In the next subsection we summarize the evolution of STM over the last three years, and describe the current version, STM 2, in detail. In Sect. 2.2 we discuss the knowledge bases used by the system, in Sect. 2.3 we present the approach to infer research topics and PMCs, and in Sect. 2.4 we illustrate the user interface.

2.1 STM Evolution

Most of the features implemented in STM 2 were designed to address the feedback of the editors using this application since 2016. In this section we summarize the evolution of the system over the last three years by discussing the main changes and their rationale.

2.1.1 Back-End

A fundamental component of the STM back-end is the classifier used for detecting a set of topics for each chapter. In the original implementation, the STM classifier identified the label of the topics from the ontology (e.g., Linked Data) and then inferred all their super topics (e.g., Semantic Web, AI, Computer Science). However, an analysis of the output with SN editors revealed that our method was missing some variations of the labels that were not covered in the ontology. For this reason, we designed a new approach (the CSO Classifier 1.0 [10]) which selects all the ontology topics which have a Levenshtein similarity higher than a threshold with n-grams extracted from the text. A new meeting with the editors confirmed that this problem was solved, but revealed a more subtle issue: some topics were never explicitly mentioned and could be inferred just by considering the text as a whole. For instance, the abstract of a chapter about “online communities” never mentioned this label, a similar variation, or any of its subtopics in the ontology. However, it mentioned several related terms, such as the name of popular social networks and words related to network analysis. Hence, we recently created a new version of the CSO Classifier (2.0 [11], described in Sect. 2.3.2) that uses NLP and word embeddings to detect also implicit topics. This solution outperforms previous versions in terms of both recall and F-measure (see Sect. 3.2). Editors have also confirmed that the current output is now much more comprehensive, both at book and at chapter level.

> **DATA RECORDS**
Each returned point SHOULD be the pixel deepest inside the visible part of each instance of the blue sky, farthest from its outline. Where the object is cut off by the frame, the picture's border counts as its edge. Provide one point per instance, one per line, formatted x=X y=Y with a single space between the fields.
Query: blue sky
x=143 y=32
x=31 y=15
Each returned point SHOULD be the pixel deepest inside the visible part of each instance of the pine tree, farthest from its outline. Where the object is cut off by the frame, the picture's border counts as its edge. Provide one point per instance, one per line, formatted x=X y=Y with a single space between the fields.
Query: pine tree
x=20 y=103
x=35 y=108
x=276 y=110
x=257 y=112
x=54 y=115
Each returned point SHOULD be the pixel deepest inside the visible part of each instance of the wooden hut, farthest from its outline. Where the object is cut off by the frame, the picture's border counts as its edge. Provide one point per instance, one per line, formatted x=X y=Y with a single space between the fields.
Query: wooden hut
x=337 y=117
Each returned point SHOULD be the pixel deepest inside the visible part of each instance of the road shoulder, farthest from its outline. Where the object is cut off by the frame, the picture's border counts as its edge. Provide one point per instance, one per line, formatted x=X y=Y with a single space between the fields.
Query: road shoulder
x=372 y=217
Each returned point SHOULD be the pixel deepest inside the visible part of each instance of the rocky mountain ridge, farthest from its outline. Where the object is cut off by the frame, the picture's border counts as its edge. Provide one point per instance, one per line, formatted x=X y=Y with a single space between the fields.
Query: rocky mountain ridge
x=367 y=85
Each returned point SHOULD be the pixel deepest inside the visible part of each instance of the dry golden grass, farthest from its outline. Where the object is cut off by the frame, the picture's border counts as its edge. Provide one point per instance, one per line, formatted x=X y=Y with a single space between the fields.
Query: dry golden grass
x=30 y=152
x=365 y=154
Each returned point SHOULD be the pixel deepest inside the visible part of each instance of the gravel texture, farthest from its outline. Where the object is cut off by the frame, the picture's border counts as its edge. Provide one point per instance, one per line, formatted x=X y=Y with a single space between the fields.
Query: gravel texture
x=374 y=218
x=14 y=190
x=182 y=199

> **REQUIRED WORK**
1 > Please list the super topics that the text on STM gives as examples of those inferred for Linked Data.
2 > Rewrite the part of the records that opens with the line containing "of the wooden" and closes with the line containing "x=372 y=217", requests included. Multiply every coordinate in the answers by 1.6 and round to whole numbers, halves up.

> **ANSWER SET**
1 > Semantic Web, AI, Computer Science

2 >
Each returned point SHOULD be the pixel deepest inside the visible part of each instance of the wooden hut, farthest from its outline. Where the object is cut off by the frame, the picture's border counts as its edge. Provide one point per instance, one per line, formatted x=X y=Y with a single space between the fields.
Query: wooden hut
x=539 y=187
Each returned point SHOULD be the pixel deepest inside the visible part of each instance of the road shoulder, farthest from its outline. Where the object is cut off by the frame, the picture's border counts as its edge. Provide one point per instance, one per line, formatted x=X y=Y with a single space between the fields.
Query: road shoulder
x=595 y=347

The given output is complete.